Description of the task :: Everything in the records below except the pictures must be written out exactly.

━━ Material for this exercise ━━

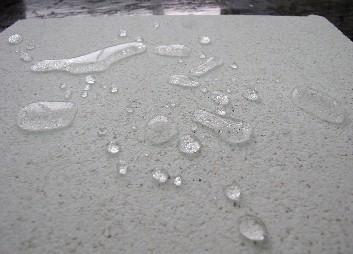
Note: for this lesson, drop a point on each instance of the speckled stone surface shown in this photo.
(60, 191)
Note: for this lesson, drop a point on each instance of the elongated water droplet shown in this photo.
(42, 116)
(182, 80)
(251, 94)
(189, 145)
(93, 62)
(252, 228)
(177, 50)
(160, 130)
(229, 130)
(211, 64)
(318, 104)
(220, 98)
(205, 40)
(160, 175)
(15, 39)
(232, 192)
(113, 148)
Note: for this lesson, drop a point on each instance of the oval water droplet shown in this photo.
(210, 64)
(189, 145)
(160, 130)
(96, 61)
(253, 228)
(15, 39)
(42, 116)
(177, 50)
(318, 104)
(229, 130)
(182, 80)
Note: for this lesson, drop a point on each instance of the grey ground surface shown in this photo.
(60, 191)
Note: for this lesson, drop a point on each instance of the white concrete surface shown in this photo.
(60, 191)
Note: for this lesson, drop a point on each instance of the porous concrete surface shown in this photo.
(60, 191)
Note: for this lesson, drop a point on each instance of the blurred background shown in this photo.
(339, 12)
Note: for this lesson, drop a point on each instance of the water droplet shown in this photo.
(178, 181)
(160, 175)
(220, 98)
(189, 145)
(42, 116)
(90, 79)
(205, 40)
(160, 130)
(253, 228)
(229, 130)
(172, 50)
(96, 61)
(113, 148)
(182, 80)
(25, 57)
(123, 33)
(210, 64)
(251, 94)
(15, 39)
(232, 192)
(318, 104)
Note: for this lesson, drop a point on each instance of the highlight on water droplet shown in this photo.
(229, 130)
(253, 228)
(160, 130)
(189, 145)
(96, 61)
(318, 104)
(177, 50)
(183, 81)
(15, 39)
(43, 116)
(210, 64)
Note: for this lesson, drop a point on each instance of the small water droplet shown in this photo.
(160, 130)
(318, 104)
(160, 175)
(113, 148)
(182, 80)
(252, 228)
(15, 39)
(42, 116)
(90, 79)
(210, 64)
(189, 145)
(205, 40)
(251, 94)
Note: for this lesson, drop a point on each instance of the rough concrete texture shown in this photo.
(60, 191)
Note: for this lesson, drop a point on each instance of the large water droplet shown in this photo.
(15, 39)
(189, 145)
(160, 175)
(182, 80)
(42, 116)
(172, 50)
(253, 228)
(229, 130)
(93, 62)
(210, 64)
(318, 104)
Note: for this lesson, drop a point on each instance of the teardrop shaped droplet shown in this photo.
(318, 104)
(172, 50)
(96, 61)
(160, 130)
(229, 130)
(253, 228)
(43, 116)
(189, 145)
(210, 64)
(182, 80)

━━━

Task solution ::
Note: for this lesson, drop a point on each instance of the speckled stone surface shown in this photo.
(60, 191)
Note: for this lesson, drop a point on each instance of the elongated water droplet shown in this photo.
(42, 116)
(182, 80)
(251, 94)
(189, 145)
(93, 62)
(252, 228)
(177, 50)
(160, 130)
(229, 130)
(211, 64)
(318, 104)
(220, 98)
(205, 40)
(160, 175)
(15, 39)
(232, 192)
(113, 148)
Note: for this lesson, drop a point on each instance of the oval water droplet shown in this photo.
(210, 64)
(189, 145)
(160, 130)
(96, 61)
(253, 228)
(15, 39)
(42, 116)
(177, 50)
(318, 104)
(229, 130)
(182, 80)
Note: for this lesson, drop a point on each instance of the grey ground surface shown in this photo.
(60, 191)
Note: for this lesson, drop a point on each instance of the white concrete surface shown in this photo.
(60, 191)
Note: for this lesson, drop a point on each instance of the porous concrete surface shown in this photo.
(60, 191)
Note: for this lesson, drop a point on each instance of the blurred background shown in this photo.
(339, 12)
Note: for this lesson, drop a point on each instance of the water droplet shown in this photo.
(178, 181)
(160, 175)
(220, 98)
(189, 145)
(42, 116)
(90, 79)
(205, 40)
(160, 130)
(253, 228)
(229, 130)
(172, 50)
(96, 61)
(113, 148)
(182, 80)
(25, 57)
(123, 33)
(210, 64)
(251, 94)
(15, 39)
(232, 192)
(318, 104)
Note: for this lesson, drop a point on each instance of the highlight on water droplet shown in this photo.
(229, 130)
(253, 228)
(160, 130)
(189, 145)
(96, 61)
(318, 104)
(177, 50)
(183, 81)
(15, 39)
(43, 116)
(210, 64)
Note: for this lesson, drop a point on each instance of the small water droplet shown in this photo.
(160, 130)
(318, 104)
(160, 175)
(113, 148)
(182, 80)
(252, 228)
(15, 39)
(42, 116)
(90, 79)
(210, 64)
(189, 145)
(205, 40)
(251, 94)
Note: for this lesson, drop a point on each instance of the rough concrete texture shown in this photo.
(60, 191)
Note: for this lesson, drop a point on each instance of the large water droplet shown in this photo.
(15, 39)
(189, 145)
(160, 175)
(182, 80)
(42, 116)
(172, 50)
(253, 228)
(229, 130)
(93, 62)
(210, 64)
(318, 104)
Note: for this lesson, drop a point on each instance of the teardrop shaped droplet shown in this photo.
(318, 104)
(172, 50)
(96, 61)
(160, 130)
(229, 130)
(253, 228)
(43, 116)
(189, 145)
(210, 64)
(182, 80)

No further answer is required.